_Information shown_

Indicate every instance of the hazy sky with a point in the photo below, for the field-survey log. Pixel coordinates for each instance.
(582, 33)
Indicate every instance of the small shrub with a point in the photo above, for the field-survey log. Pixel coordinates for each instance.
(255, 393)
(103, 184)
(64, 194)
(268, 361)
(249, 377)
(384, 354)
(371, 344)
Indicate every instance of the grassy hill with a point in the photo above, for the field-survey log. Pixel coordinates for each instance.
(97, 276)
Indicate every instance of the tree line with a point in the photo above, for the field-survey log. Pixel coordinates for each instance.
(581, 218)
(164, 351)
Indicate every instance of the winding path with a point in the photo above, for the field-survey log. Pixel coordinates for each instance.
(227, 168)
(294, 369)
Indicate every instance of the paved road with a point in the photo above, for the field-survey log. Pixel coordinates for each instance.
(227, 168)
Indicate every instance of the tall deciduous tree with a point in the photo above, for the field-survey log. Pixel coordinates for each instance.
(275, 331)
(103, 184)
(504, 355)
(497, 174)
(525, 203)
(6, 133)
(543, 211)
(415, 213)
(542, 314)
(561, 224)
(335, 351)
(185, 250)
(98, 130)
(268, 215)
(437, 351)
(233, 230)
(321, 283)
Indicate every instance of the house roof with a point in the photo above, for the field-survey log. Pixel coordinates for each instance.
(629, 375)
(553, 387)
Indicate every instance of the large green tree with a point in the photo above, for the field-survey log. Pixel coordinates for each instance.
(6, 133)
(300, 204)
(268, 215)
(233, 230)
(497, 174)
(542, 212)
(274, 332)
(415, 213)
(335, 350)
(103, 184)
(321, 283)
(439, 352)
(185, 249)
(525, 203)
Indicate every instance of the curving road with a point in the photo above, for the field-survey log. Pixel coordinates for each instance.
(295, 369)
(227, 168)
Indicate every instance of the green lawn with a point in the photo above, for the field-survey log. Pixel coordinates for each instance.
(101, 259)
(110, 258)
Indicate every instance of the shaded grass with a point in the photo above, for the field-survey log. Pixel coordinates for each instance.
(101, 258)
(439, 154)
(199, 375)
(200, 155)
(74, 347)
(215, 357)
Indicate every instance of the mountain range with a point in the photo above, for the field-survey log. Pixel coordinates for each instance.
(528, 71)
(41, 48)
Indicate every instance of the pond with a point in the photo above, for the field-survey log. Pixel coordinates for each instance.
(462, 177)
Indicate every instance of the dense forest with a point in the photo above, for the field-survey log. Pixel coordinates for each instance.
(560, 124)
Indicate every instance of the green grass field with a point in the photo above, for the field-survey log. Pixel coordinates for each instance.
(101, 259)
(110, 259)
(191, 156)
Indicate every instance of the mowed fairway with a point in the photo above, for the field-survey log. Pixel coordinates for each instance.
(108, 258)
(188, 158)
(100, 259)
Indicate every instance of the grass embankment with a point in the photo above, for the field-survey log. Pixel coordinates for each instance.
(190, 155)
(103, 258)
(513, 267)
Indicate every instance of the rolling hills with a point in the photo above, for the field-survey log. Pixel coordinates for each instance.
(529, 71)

_What you need to do_
Rewrite all of the rows above, changing "field-survey log" to "site inventory" wherever it appears and keeping every other word as it is.

_Result of the task_
Indicate every instance of the hazy sky with a point in the photo below, for the site inventory. Pixel coordinates for each instance.
(582, 33)
Indicate every instance of the small shrub with a point in the photo above, for the site inventory. Pixel coordinates for each instance.
(255, 393)
(103, 184)
(64, 194)
(268, 361)
(249, 377)
(384, 354)
(371, 344)
Indicate every instance of the grassy hill with a point in the photo above, for the site inventory. Pixel coordinates for each instance.
(97, 276)
Indicate every instance of the tree line with a point in the photo above, for the site inventory. Pixel coordinates for each instance.
(581, 218)
(164, 351)
Indicate every instance of the winding path with a point in the photo above, for the site inventory. Pixel coordinates for each instance.
(227, 168)
(294, 369)
Indicate every instance of the paved road with a point in the photo above, for the site inventory. Pixel coordinates for each instance.
(227, 168)
Indicate every instance of the tall deciduous tree with a point in the photo above, for the site inventory. Pixel coordinates for each instance.
(275, 331)
(103, 184)
(504, 355)
(497, 174)
(525, 203)
(6, 133)
(543, 211)
(415, 213)
(542, 314)
(561, 224)
(335, 351)
(185, 250)
(98, 130)
(268, 215)
(437, 351)
(233, 230)
(321, 283)
Indicate every instance of the house roof with a point in the photo above, for the site inventory. Pixel coordinates for each instance.
(629, 375)
(553, 387)
Indicate every instance of the large green tree with a point in the photo above, for the site inventory. Pixel coordinates for each instance.
(6, 133)
(300, 204)
(268, 215)
(233, 230)
(497, 174)
(542, 212)
(274, 332)
(415, 213)
(335, 350)
(103, 184)
(321, 283)
(439, 352)
(185, 249)
(525, 203)
Indicate every instance of the curving road with a point in the photo above, for the site inventory. Pixel coordinates for each instance.
(295, 369)
(227, 168)
Indicate every instance of the green lawn with a point in the photo above, for the site inventory. Pixel coordinates for each instance.
(101, 259)
(110, 258)
Indicate every instance of the shaded grass with a point in the photo above, for the site inventory. Pixel coordinates for each instance.
(101, 258)
(439, 154)
(199, 375)
(200, 155)
(74, 347)
(215, 357)
Indicate every instance of the mountain range with a point in the photo above, for the site inventory. Pixel coordinates for each instance.
(528, 71)
(41, 48)
Indicate every instance of the pond with a point in the photo above, for the site inventory. Pixel coordinates for each instance.
(462, 177)
Indicate every instance of the dense forest with a point in the photo above, for the site inventory. Pixel coordinates for each instance.
(560, 124)
Indicate every instance of the green grass field with a point in the photo above, for the site inventory. Pixel coordinates for each instance.
(101, 259)
(110, 259)
(191, 156)
Indicate every instance of the mowed fairway with a point in the photo above, for the site inventory. Pixel coordinates for each instance.
(108, 258)
(188, 158)
(100, 259)
Indicate every instance of the grass embankment with a point in the photo above, for the site inventory. Pixel coordinates for each instance.
(190, 155)
(103, 258)
(513, 267)
Indicate every instance of the rolling hills with a point in the photo above, for the site inventory. Pixel coordinates for each instance.
(529, 71)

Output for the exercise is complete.